## PAGE TEXT
● ● ●
What's included in this change:

fix for incorrect scores in case of multiple nodes

Case of multiple nodes has problem of serialization/deserialization of the custom class when data nodes are sending their results to coordinator. With current implementation of serialization and deserialization in core OpenSearch only single array of ScoreDocs will be transferred between nodes.

Change the approach of storing results, now we use existing TopDocs class. Scores will be stored in a single list and each sub-query results will end with a special delimiter score object (see below for exact format). CompoundTopDocs used as DTO only to keep results of multiple sub-queries between normalization processor steps.

fix for runtime errors in case of a single shard

Fixing side-effect of approach with a single list and delimiters. Due to implementation of optimization logic in core in such case processors will be called after the actual Fetch phase. For us that means we need to update results of fetch phase, not only query results.

change default value for min score from 0.001 to 0.0. This is after consulting with science team, same approach has been used in their experiments.

Example of format used for score list with delimiters:

     *  doc_id | magic_number_1    //start/stop
     *  doc_id | magic_number_2   //delimiter for sub-query 1
     *  ...
     *  doc_id | magic_number_2   //delimiter for sub-query 2
     *  ...
     *  doc_id | magic_number_2   //delimiter for sub-query 3
     *  ...
     *  doc_id | magic_number_1  //start/stop

Issues Resolved

#194

Check List

New functionality includes testing.
All tests pass
New functionality has been documented.
Commits are signed as per the DCO using --signoff

By submitting this pull request, I confirm that my contribution is made under the terms of the Apache 2.0 license.
For more information on following Developer Certificate of Origin and signing off your commits, please check here.

codecov · 2023-08-22T16:29:04Z

Codecov Report

Merging #259 (a593a7a) into main (d12f480) will decrease coverage by 0.85%.
The diff coverage is 76.55%.

@@             Coverage Diff              @@
##               main     #259      +/-   ##
============================================
- Coverage     86.29%   85.44%   -0.85%     
- Complexity      340      370      +30     
============================================
  Files            29       30       +1     
  Lines           992     1079      +87     
  Branches        153      165      +12     
============================================
+ Hits            856      922      +66     
- Misses           70       83      +13     
- Partials         66       74       +8

Files Changed	Coverage Δ
...neuralsearch/processor/NormalizationProcessor.java	`80.00% <60.00%> (-3.88%)`	⬇️
...lsearch/search/query/HybridQueryPhaseSearcher.java	`71.42% <62.85%> (-2.16%)`	⬇️
...arch/processor/NormalizationProcessorWorkflow.java	`81.13% <72.97%> (-6.87%)`	⬇️
...r/normalization/L2ScoreNormalizationTechnique.java	`83.33% <75.00%> (ø)`
...rmalization/MinMaxScoreNormalizationTechnique.java	`84.61% <80.00%> (ø)`
...ralsearch/processor/combination/ScoreCombiner.java	`91.83% <85.71%> (ø)`
...arch/search/util/HybridSearchResultFormatUtil.java	`85.71% <85.71%> (ø)`
...search/neuralsearch/processor/CompoundTopDocs.java	`92.30% <92.30%> (ø)`
...earch/processor/normalization/ScoreNormalizer.java	`100.00% <100.00%> (+20.00%)`	⬆️

navneet1v · 2023-08-25T21:00:39Z

@martin-gaievski can you run the spotlessApply as the build is failing.
● ● ●
## MATERIAL SUPPLIED
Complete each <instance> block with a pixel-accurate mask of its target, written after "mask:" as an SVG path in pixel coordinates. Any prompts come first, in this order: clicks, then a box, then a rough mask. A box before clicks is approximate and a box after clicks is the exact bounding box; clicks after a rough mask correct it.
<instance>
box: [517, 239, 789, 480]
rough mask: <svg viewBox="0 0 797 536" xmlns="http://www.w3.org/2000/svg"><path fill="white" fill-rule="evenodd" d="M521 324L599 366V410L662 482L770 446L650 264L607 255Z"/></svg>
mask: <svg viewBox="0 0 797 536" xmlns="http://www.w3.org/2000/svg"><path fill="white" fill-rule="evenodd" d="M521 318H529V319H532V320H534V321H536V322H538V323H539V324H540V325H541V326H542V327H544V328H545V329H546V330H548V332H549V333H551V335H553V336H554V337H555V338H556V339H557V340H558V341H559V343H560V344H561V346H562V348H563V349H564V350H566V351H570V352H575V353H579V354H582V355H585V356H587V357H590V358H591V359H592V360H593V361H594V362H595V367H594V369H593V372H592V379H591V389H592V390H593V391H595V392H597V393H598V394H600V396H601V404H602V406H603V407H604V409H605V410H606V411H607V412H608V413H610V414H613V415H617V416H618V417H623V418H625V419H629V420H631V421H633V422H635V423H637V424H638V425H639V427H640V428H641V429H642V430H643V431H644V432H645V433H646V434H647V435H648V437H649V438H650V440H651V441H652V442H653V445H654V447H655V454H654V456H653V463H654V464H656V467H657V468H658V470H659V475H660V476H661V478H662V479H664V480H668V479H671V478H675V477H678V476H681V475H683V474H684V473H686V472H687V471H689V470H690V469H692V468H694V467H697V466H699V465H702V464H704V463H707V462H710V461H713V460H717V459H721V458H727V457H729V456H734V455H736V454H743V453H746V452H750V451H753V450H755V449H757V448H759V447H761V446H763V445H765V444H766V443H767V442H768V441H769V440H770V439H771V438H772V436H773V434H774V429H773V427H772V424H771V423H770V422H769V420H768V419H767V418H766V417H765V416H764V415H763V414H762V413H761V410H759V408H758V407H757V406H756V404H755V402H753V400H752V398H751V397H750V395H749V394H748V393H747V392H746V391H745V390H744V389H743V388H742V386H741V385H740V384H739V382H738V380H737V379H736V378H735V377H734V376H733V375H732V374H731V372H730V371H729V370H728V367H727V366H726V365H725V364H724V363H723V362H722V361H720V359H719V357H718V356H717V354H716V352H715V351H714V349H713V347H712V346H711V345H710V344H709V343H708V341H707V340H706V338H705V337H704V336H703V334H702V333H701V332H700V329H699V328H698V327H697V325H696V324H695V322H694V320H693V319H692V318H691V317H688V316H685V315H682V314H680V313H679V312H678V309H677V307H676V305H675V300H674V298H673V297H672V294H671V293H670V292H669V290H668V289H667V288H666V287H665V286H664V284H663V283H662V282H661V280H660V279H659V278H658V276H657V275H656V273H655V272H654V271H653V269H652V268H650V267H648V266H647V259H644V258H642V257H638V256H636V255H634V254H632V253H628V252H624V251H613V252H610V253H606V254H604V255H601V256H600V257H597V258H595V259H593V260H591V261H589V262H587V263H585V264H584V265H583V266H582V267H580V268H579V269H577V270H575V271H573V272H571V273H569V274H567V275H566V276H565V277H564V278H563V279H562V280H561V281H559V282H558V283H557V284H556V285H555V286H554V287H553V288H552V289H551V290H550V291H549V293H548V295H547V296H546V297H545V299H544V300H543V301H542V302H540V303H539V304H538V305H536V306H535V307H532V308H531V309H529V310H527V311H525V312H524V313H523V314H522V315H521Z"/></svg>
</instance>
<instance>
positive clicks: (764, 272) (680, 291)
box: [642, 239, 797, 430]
● ● ●
## WHAT IS BEING ASKED
In the pull request text above, what new default value is given for min score?

## EXPECTED ANSWER
0.0, changed from 0.001.